§ Source extract:
# # # # # # #
Second, the reputations of journals are used as an indicator of the importance to a field of the work published therein. Some specialties hold dozens of journals—too many for anyone to possibly read. Over time, however, each field develops a hierarchy of titles. The impact factor is often used as a method for establishing this hierarchy, though other less quantitative criteria also come into play. This hierarchy allows a researcher to keep track of the journals in her subspecialty, the top few journals in her field, and a very few generalist publications, thereby reasonably keeping up with the research that is relevant to her work. Recommendations from colleagues, conferences, science news, and topic-specific searches using tools such as Google Scholar or PubMed, might fill in the rest of a researcher’s reading list.

Still, filtration via journal leaves a lot of reading on behalf of scientists. This has prompted a number of developments over the years, from informal journal clubs to review journals to publications like Journal Watch that summarize key articles from various specialties. Most recently, Faculty of 1000 has attempted to provide an online article rating service to help readers with the growing information overload. These are all welcome developments and provide scientists with additional filtration tools. However, they themselves also rely on the filtration provided by journals.

Journal clubs, Journal Watch, and Faculty of 1000 all rely on editors (formally or informally defined) to scan a discipline that is defined by a set of journals. Moreover, each tool tends to weight its selection towards the top of the journal hierarchy for a given discipline. None of these tools therefore replace the filtration function of journals—they simply act as a finer screen. While there is the possibility that recent semantic technologies will be able to provide increasingly sophisticated filtering capabilities, these technologies are largely predicated on journal publishers providing semantic context to the content they publish. In other words, as more sophisticated filtering systems are developed—they tend to augment, not disrupt, the existing journal publication system.
# # # # # # #
§ Records provided:

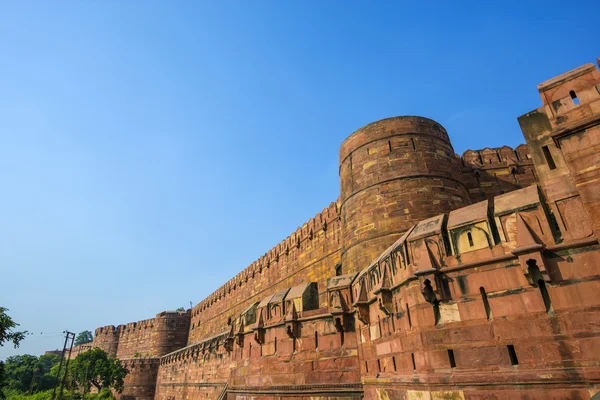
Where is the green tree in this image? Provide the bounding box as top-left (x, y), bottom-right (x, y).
top-left (75, 331), bottom-right (94, 346)
top-left (0, 307), bottom-right (27, 349)
top-left (4, 354), bottom-right (38, 392)
top-left (69, 348), bottom-right (129, 393)
top-left (4, 354), bottom-right (60, 392)
top-left (0, 307), bottom-right (27, 399)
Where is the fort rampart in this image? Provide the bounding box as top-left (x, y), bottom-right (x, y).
top-left (82, 57), bottom-right (600, 400)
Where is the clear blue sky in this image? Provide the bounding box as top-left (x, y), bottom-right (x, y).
top-left (0, 0), bottom-right (600, 359)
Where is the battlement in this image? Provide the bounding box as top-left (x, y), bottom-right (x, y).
top-left (192, 200), bottom-right (340, 316)
top-left (460, 144), bottom-right (532, 169)
top-left (84, 56), bottom-right (600, 400)
top-left (94, 325), bottom-right (119, 336)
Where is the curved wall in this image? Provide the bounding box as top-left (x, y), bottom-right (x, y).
top-left (340, 116), bottom-right (470, 273)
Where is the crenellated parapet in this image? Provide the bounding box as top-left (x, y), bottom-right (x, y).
top-left (457, 144), bottom-right (537, 202)
top-left (93, 325), bottom-right (121, 357)
top-left (192, 200), bottom-right (340, 316)
top-left (117, 310), bottom-right (191, 359)
top-left (352, 185), bottom-right (585, 324)
top-left (117, 357), bottom-right (160, 400)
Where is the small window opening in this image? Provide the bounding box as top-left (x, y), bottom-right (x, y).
top-left (448, 349), bottom-right (456, 368)
top-left (506, 344), bottom-right (519, 365)
top-left (542, 146), bottom-right (556, 169)
top-left (479, 286), bottom-right (492, 321)
top-left (569, 90), bottom-right (579, 106)
top-left (527, 260), bottom-right (554, 313)
top-left (538, 279), bottom-right (553, 313)
top-left (335, 263), bottom-right (343, 276)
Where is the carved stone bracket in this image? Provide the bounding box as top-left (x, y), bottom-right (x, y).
top-left (415, 269), bottom-right (450, 304)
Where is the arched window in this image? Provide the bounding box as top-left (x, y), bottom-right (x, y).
top-left (569, 90), bottom-right (579, 106)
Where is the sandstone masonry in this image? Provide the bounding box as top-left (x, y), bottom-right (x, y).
top-left (84, 57), bottom-right (600, 400)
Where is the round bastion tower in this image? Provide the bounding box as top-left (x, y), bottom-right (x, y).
top-left (340, 116), bottom-right (470, 273)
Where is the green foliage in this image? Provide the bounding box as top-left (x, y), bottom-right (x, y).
top-left (0, 307), bottom-right (27, 348)
top-left (4, 354), bottom-right (60, 392)
top-left (0, 307), bottom-right (27, 399)
top-left (75, 331), bottom-right (94, 346)
top-left (69, 348), bottom-right (129, 393)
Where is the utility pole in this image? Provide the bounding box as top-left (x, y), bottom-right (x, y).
top-left (52, 331), bottom-right (75, 400)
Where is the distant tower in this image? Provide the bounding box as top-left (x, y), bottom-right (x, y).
top-left (340, 116), bottom-right (470, 273)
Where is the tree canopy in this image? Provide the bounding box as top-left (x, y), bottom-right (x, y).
top-left (0, 307), bottom-right (27, 348)
top-left (75, 331), bottom-right (94, 346)
top-left (69, 348), bottom-right (129, 393)
top-left (4, 354), bottom-right (60, 392)
top-left (0, 307), bottom-right (27, 399)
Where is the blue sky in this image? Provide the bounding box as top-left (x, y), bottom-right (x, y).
# # # # # # #
§ Set of tasks:
- 1) Extract from the passage on journal filtration the part that opens with the words containing "Still, filtration via" and closes with "provided by journals.".
- 2) Copy the records exactly, from their first line through the line containing "top-left (0, 0), bottom-right (600, 359)", including both ends. Leave the pictures out.
The passage about journals and the records have nothing to do with each other.

§ Exercise responses:
- 1)
Still, filtration via journal leaves a lot of reading on behalf of scientists. This has prompted a number of developments over the years, from informal journal clubs to review journals to publications like Journal Watch that summarize key articles from various specialties. Most recently, Faculty of 1000 has attempted to provide an online article rating service to help readers with the growing information overload. These are all welcome developments and provide scientists with additional filtration tools. However, they themselves also rely on the filtration provided by journals.

- 2)
Where is the green tree in this image? Provide the bounding box as top-left (x, y), bottom-right (x, y).
top-left (75, 331), bottom-right (94, 346)
top-left (0, 307), bottom-right (27, 349)
top-left (4, 354), bottom-right (38, 392)
top-left (69, 348), bottom-right (129, 393)
top-left (4, 354), bottom-right (60, 392)
top-left (0, 307), bottom-right (27, 399)
Where is the fort rampart in this image? Provide the bounding box as top-left (x, y), bottom-right (x, y).
top-left (82, 57), bottom-right (600, 400)
Where is the clear blue sky in this image? Provide the bounding box as top-left (x, y), bottom-right (x, y).
top-left (0, 0), bottom-right (600, 359)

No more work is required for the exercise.